> [Problem details]: All records that follow are to be restated exactly.
Listed records Start Marker
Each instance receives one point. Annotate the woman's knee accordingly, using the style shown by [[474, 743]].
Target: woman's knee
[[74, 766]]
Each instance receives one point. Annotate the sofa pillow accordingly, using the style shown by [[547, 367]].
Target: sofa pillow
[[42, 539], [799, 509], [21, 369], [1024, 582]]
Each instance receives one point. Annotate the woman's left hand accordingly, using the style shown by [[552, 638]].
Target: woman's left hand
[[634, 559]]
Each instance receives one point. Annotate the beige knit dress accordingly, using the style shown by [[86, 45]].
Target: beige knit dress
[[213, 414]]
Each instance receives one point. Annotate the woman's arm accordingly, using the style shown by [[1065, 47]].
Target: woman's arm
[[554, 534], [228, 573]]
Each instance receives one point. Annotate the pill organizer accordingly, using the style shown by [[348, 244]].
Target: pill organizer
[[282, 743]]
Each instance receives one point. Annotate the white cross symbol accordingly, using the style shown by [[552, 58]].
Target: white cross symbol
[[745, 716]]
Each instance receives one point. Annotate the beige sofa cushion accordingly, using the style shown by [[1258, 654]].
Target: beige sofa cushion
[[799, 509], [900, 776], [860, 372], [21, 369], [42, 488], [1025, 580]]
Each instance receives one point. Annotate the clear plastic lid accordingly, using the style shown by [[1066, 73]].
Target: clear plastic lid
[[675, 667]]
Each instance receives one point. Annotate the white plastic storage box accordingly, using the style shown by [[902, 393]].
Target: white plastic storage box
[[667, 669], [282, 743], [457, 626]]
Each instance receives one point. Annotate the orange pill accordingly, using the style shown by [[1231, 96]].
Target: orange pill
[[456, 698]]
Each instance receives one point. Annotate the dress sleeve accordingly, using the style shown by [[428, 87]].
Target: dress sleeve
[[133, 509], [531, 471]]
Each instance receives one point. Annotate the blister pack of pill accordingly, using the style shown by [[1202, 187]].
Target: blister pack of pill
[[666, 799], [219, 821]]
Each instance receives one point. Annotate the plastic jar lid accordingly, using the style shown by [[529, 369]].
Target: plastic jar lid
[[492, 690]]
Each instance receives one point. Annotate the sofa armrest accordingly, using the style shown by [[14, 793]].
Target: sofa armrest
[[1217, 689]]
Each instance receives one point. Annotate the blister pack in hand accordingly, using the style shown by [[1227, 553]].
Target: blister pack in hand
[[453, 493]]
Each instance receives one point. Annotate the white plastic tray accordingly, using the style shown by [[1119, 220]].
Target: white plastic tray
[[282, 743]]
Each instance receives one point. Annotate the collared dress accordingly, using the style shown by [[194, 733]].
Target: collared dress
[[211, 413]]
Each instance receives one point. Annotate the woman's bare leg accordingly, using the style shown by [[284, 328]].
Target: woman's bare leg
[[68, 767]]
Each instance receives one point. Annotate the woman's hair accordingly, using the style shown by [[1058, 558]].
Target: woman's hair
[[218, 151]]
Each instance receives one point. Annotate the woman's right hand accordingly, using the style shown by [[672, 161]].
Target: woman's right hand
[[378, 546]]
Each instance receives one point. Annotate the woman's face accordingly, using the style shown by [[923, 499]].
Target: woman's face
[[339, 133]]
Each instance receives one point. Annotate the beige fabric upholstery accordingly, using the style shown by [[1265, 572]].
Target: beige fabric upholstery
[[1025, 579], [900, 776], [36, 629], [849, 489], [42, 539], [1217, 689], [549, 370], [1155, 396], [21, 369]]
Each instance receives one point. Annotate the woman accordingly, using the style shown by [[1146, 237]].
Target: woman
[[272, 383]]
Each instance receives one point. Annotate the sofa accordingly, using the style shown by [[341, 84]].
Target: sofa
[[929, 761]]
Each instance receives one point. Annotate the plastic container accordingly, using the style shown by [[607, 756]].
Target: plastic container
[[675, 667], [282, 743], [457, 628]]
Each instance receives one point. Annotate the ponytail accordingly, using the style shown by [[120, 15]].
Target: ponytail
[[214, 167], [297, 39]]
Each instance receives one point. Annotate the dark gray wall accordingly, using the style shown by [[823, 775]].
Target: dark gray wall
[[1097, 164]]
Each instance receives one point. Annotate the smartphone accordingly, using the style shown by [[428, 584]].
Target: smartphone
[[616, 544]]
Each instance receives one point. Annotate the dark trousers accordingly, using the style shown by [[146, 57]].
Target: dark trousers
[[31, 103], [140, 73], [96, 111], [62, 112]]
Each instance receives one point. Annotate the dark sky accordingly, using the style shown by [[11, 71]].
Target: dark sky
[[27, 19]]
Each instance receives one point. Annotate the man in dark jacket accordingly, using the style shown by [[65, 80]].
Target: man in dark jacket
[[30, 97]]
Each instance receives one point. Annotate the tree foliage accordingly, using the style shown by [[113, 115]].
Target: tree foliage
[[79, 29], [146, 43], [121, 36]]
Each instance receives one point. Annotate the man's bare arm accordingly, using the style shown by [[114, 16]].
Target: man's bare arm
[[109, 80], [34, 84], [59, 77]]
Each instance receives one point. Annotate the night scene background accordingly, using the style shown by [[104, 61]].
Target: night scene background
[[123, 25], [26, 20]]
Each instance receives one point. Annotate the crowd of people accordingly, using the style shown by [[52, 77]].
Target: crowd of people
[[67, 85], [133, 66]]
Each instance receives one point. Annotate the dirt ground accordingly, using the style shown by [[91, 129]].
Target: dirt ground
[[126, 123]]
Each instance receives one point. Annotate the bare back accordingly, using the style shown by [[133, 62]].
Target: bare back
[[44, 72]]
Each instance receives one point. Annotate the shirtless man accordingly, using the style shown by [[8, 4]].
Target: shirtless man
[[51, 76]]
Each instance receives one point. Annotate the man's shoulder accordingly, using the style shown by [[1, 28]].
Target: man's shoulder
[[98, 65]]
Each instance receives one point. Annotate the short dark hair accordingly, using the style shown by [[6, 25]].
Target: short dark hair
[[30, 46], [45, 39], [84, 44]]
Listed records End Marker
> [Final answer]:
Each instance receives one point. Annotate the woman's knee accordingly, using the style shown by [[474, 743]].
Target: woman's knee
[[74, 766]]
Each instance receives one point. Annotate the sofa pillow accordingly, using the style shown by [[547, 367]].
Target: sofa pillow
[[42, 539], [799, 509], [21, 369], [1024, 582]]
Each instance receives one point. Annotate the woman's left hand accordingly, using the style shown by [[552, 638]].
Target: woman's left hand
[[634, 559]]
Each instance receives one point. Annotate the beige knit dress accordingly, using the style shown by [[86, 45]].
Target: beige knit dress
[[213, 414]]
Each instance receives one point. Annotate the woman's arm accordingly, using the style shown by [[1065, 47]].
Target: woman's arm
[[554, 534], [228, 573]]
Each instance receives one point. Annotate the pill organizer accordingly, using the style shown by [[348, 244]].
Target: pill organizer
[[282, 743]]
Each instance receives one point. Annotate the white cross symbol accordingly, using the style shown by [[552, 58]].
Target: white cross symbol
[[745, 716]]
Each instance receives one point. Annotate the beige sofa cushion accordingly, using the style shown by [[1258, 654]].
Target: beige sofa cushion
[[799, 509], [900, 776], [860, 372], [21, 369], [42, 488], [1025, 580]]
Each instance receives one point. Annotate the clear plastic lid accordingly, using the style shown by [[1066, 73]].
Target: clear plastic lid
[[675, 667]]
Each instance receives one point. Annotate the white plastic storage box accordingly, using the style shown by [[902, 393]].
Target: white plastic storage box
[[667, 669], [282, 743], [457, 626]]
Each instance receives one point. Annotate the orange pill accordingly, using the style shown by [[1231, 96]].
Target: orange pill
[[456, 698]]
Each instance receives one point. Annotate the dress sleeve accordingly, using the style shown by [[428, 87]].
Target: dress sleeve
[[133, 509], [531, 471]]
Each instance receives one point. Annotate the blister pack of pill accordingly, using the style shown by [[1202, 187]].
Target: blister pack of pill
[[666, 799], [219, 821]]
Each instance receives one point. Annotate the plastic jar lid accordingly, using the style shown by [[529, 369]].
Target: plastic jar lid
[[492, 690]]
Each instance receives one point. Annotate the sofa armrest accordingly, using the style shown by [[14, 793]].
Target: sofa armrest
[[1217, 689]]
Each instance receives one point. Annotate the blister pack in hand accordingly, using the style shown by [[1227, 553]].
Target: blister pack in hand
[[453, 493]]
Each instance receives one point. Annotate the white plastic tray accordingly, using the style shown by [[1119, 220]].
Target: white plastic tray
[[282, 743]]
Each instance receives one point. Annotate the collared dress accordingly, using the style shown by [[194, 733]].
Target: collared dress
[[211, 413]]
Each instance receives one point. Annotate the woman's bare leg accordingly, using the style shown by [[284, 328]].
Target: woman's bare leg
[[68, 767]]
Each instance receives one point. Annotate the woman's hair accordingly, using the style shown by [[1058, 558]].
Target: woman's hair
[[218, 151]]
Each instance receives one point. Annotate the woman's right hand accordingly, using the style shown by [[672, 161]].
Target: woman's right hand
[[378, 546]]
Each instance receives one point. Annotate the woman's face accordingly, using the style shown by [[923, 499]].
Target: woman's face
[[339, 133]]
Each instance receives one point. Annotate the beige fabric upholstery accordingly, using the style shown by [[1265, 572]].
Target: beige fabric upholstery
[[1025, 579], [900, 776], [36, 629], [849, 489], [42, 539], [1217, 689], [549, 370], [1155, 396], [21, 369]]
Each instance receives one point. Annotate the woman accordingly, using the style shown by [[1146, 237]].
Target: woman
[[272, 383]]
Each instance receives one point. Annotate the sofa accordingly, using the style shown by [[341, 84]].
Target: sofa
[[929, 761]]
Each instance receives one point. Annotate the plastic container accordingly, using the style shown by [[607, 756]].
Target: plastic container
[[675, 667], [282, 743], [457, 628]]
Each instance receives one point. Annotate the ponytail accordingly, using the style shown by [[120, 15]].
Target: ponytail
[[214, 167], [297, 39]]
Each instance receives one point. Annotate the dark gray wall accordingly, using the style shown by [[823, 775]].
Target: dark gray wall
[[1097, 164]]
Each instance receives one point. Annotate the smartphone accordingly, using the style shown by [[428, 584]].
Target: smartphone
[[616, 544]]
Each instance receives one point. Annotate the dark trousers accordingly, using the style shown by [[146, 57]].
Target: dark trousers
[[31, 103], [140, 73], [96, 111], [62, 112]]
Each instance receives one point. Annotate the dark sky accordingly, using the style shown by [[11, 71]].
Target: dark sky
[[27, 19]]
Each instance receives one point. Annotate the man in dark jacket accordingly, using the style shown by [[65, 80]].
Target: man in dark jacket
[[30, 97]]
Each instance receives one point. Annotate the tree foliage accordingly, using the style shown by [[113, 115]].
Target: tree foliage
[[79, 29], [146, 43], [121, 36]]
Each instance receives one point. Annotate the man's bare arm accordingly, using the style shown by [[114, 16]].
Target: man's bare arm
[[109, 80], [34, 84], [59, 77]]
Each instance receives one point. Annotate the night scene background accordingly, using the style shown by [[104, 61]].
Target: night scene background
[[123, 25], [26, 20]]
Each instance receives one point. Annotate the crowd of people accordingly, using the style shown by [[52, 77]].
Target: crowd of people
[[67, 85], [133, 66]]
Each instance receives one point. Annotate the dirt ground accordingly, using the style shown by [[91, 129]].
Target: dirt ground
[[126, 123]]
Each instance receives one point. Annotate the bare back accordingly, using the style shown by [[133, 62]].
Target: bare back
[[44, 72]]
Each instance receives one point. Annotate the shirtless man accordingly, using the style shown by [[8, 4]].
Target: shirtless man
[[51, 76]]
Each instance receives one point. Annotate the man's shoulder accordingly, using the style shown by [[1, 28]].
Target: man's shoulder
[[98, 65]]
Each instance receives one point. Annotate the short dark hair accordingly, using the style shown by [[6, 25]].
Target: short dark hair
[[30, 46], [45, 39], [84, 44]]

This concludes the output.